**Material for the task**
+--
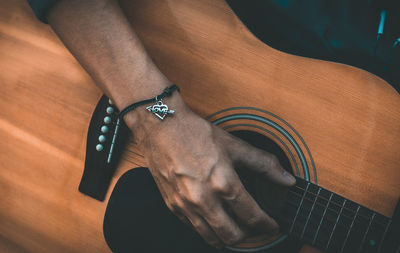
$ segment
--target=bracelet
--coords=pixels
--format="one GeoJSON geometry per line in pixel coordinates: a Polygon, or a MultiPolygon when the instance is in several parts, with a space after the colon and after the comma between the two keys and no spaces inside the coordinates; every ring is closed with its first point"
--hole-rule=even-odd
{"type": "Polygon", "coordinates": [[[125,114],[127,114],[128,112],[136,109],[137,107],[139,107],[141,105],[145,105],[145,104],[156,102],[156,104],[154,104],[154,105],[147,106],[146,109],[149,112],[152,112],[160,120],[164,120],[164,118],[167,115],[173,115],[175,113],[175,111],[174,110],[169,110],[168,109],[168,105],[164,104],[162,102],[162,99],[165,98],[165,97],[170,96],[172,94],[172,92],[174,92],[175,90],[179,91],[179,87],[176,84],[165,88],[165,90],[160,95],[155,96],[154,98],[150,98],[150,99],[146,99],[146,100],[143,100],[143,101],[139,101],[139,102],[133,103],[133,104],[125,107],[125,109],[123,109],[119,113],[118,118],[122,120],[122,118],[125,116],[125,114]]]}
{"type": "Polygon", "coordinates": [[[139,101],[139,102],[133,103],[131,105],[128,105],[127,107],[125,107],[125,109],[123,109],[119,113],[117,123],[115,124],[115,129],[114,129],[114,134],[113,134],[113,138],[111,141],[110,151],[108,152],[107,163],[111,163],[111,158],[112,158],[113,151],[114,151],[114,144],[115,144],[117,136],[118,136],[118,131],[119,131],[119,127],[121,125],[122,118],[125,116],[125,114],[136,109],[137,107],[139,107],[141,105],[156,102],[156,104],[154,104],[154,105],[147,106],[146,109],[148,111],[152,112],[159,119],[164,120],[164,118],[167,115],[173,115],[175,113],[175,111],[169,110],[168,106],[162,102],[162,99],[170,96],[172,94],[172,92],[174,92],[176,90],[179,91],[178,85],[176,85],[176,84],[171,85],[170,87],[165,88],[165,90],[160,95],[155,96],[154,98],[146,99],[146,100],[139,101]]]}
+--
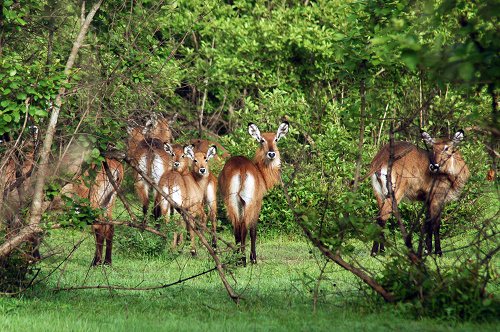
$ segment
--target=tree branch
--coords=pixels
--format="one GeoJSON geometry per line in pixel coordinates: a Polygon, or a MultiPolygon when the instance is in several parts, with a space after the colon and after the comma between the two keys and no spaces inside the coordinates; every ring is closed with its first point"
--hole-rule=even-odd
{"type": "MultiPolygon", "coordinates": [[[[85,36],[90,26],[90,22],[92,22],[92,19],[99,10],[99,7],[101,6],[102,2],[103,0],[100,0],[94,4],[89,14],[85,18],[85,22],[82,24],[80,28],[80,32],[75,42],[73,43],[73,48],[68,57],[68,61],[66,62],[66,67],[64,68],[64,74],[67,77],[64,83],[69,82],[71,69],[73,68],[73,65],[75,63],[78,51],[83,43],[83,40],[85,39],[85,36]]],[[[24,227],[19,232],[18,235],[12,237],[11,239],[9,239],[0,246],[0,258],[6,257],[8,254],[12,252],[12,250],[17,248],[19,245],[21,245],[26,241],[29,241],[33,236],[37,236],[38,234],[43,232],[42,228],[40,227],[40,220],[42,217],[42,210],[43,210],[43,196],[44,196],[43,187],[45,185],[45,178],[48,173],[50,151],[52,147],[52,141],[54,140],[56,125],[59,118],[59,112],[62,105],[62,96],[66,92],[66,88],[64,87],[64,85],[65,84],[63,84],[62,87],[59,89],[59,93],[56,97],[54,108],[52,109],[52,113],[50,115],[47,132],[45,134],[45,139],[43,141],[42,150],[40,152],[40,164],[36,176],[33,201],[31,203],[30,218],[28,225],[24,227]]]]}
+--
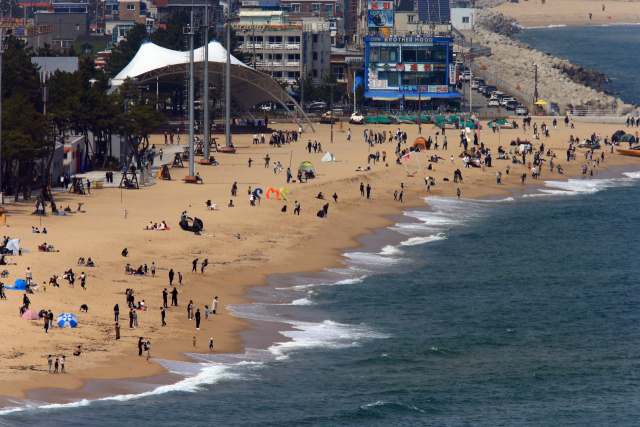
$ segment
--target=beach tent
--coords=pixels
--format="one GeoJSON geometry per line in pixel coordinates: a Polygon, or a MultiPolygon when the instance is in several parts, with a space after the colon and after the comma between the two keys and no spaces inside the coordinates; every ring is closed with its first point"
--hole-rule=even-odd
+--
**Task details**
State how many lines of the listing contain the word "target", giving the number by itself.

**Task result**
3